In an attempt to generate quasi-monochromatic radiation in bench-top micro-CT scanners, some x-ray source anode materials can be selected for their characteristic Ka emission radiation (e.g., 17.5 keV for Mo). This radiation output can then be filtered through a thin metal foil selected to have its K absorption edge at an energy just above the Ka of the respective anode material (e.g., 18.0 keV for Zr), which predominantly attenuates the x-ray photons with energies above and below the Ka characteristic radiation energy.

For application to living animals, the speed of scanning is critically important. This can be achieved by several mechanisms [7,8]. One is by use of higher x-ray photon energies (e.g., >50 keV). Increased speed can also be enhanced by bringing the x-ray source closer to the object, thus increasing the cone-beam angle together with all the difficulties that result (e.g., penumbral blurring owing to focal spot diameter and the reconstruction algorithm needed). Scan speed can be further increased by using multi x-ray source/detector array scanners so that the scan duration is proportionately decreased.

Stored items from a collection:
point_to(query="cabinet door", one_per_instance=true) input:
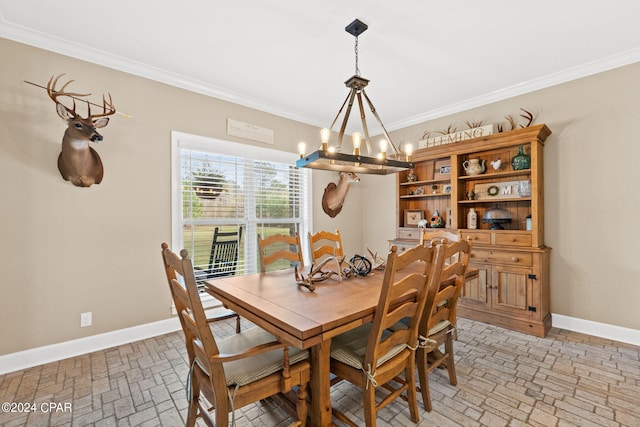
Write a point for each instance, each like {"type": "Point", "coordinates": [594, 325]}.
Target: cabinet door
{"type": "Point", "coordinates": [511, 290]}
{"type": "Point", "coordinates": [475, 290]}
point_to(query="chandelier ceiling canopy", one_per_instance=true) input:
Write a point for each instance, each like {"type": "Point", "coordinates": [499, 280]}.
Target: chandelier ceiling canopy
{"type": "Point", "coordinates": [332, 158]}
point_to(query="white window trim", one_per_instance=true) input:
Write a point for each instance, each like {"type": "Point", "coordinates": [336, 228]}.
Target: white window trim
{"type": "Point", "coordinates": [181, 140]}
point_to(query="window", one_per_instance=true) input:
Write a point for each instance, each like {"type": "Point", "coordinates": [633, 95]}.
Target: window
{"type": "Point", "coordinates": [231, 186]}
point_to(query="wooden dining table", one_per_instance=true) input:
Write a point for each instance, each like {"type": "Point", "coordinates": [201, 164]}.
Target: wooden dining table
{"type": "Point", "coordinates": [303, 319]}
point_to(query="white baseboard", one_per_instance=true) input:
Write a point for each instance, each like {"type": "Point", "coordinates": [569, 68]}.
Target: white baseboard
{"type": "Point", "coordinates": [603, 330]}
{"type": "Point", "coordinates": [51, 353]}
{"type": "Point", "coordinates": [54, 352]}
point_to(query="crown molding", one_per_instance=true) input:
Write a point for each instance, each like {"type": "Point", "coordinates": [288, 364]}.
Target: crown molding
{"type": "Point", "coordinates": [585, 70]}
{"type": "Point", "coordinates": [84, 53]}
{"type": "Point", "coordinates": [76, 50]}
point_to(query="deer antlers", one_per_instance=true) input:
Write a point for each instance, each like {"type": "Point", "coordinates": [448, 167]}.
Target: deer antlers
{"type": "Point", "coordinates": [107, 106]}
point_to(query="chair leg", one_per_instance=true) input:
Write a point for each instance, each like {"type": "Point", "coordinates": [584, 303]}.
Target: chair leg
{"type": "Point", "coordinates": [451, 367]}
{"type": "Point", "coordinates": [302, 407]}
{"type": "Point", "coordinates": [423, 373]}
{"type": "Point", "coordinates": [410, 378]}
{"type": "Point", "coordinates": [369, 395]}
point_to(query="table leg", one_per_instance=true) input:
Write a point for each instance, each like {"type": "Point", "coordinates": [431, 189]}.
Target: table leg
{"type": "Point", "coordinates": [320, 385]}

Actions to take:
• 1. Rewrite the paragraph of the micro-CT passage that begins "For application to living animals" as a short list that keeps its main facts.
• 2. Supply the next part of the micro-CT scanning passage, picking up after its final sentence.

Exercise responses:
• 1.
- Scanning speed is critically important for living animals, and several mechanisms can achieve it.
- Higher x-ray photon energies (e.g., >50 keV) can be used.
- The x-ray source can be moved closer to the object. This widens the cone-beam angle but brings difficulties such as penumbral blurring from the focal spot diameter and the reconstruction algorithm needed.
- Multi x-ray source/detector array scanners proportionately decrease scan duration.

• 2.
For the micro-CT scanners, specimens are generally rotated around a vertical axis within a fixed x-ray/detector system. However, anesthetized animals would be physiologically challenged if held in this vertical orientation for any extended period of time. Rotation of the animal horizontally around its cephalo-caudal axis would result in gross distortions and movements of the animal during the scan. Hence, the torso of intact animals requires a fixed horizontal support table for the animal, and the x-ray/detector system should rotate around the animal, resulting in a true mini-clinical CT scanner.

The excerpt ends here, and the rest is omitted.